**Given instruction:** Extract each line of the entries below that contains the string "shirt".

**Raw data:**
══════════════════════════════

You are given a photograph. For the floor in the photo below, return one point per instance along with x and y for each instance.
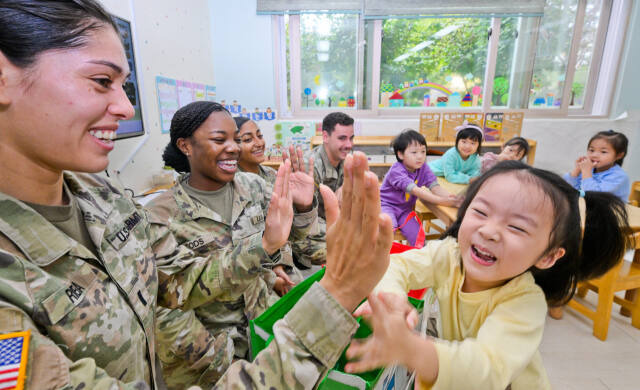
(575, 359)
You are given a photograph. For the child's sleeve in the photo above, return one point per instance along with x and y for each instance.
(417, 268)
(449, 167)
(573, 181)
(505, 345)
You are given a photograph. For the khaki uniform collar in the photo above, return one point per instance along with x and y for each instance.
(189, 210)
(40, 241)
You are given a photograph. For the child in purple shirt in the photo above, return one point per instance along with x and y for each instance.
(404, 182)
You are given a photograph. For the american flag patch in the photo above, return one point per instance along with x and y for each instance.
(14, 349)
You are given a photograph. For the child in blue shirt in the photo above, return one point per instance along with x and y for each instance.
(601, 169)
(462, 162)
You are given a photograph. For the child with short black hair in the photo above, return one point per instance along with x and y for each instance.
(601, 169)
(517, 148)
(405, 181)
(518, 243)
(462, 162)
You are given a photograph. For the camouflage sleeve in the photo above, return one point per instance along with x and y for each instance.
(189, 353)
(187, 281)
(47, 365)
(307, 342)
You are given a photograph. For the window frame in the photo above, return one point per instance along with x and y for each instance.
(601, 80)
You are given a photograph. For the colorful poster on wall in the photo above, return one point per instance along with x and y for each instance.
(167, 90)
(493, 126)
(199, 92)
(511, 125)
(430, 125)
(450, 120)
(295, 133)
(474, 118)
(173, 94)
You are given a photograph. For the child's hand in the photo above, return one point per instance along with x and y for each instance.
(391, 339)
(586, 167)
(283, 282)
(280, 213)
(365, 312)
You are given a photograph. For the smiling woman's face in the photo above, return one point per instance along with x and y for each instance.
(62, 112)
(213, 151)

══════════════════════════════

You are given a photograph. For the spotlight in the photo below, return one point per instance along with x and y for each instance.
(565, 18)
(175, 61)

══════════════════════════════

**Task output:**
You are given a photograph. For the child in purple shirt in the photo above, return one point per instance along with x and y for each instance.
You are given a photograph. For the child in blue shirt in the photo above, return one point per instance along with x and y for each instance.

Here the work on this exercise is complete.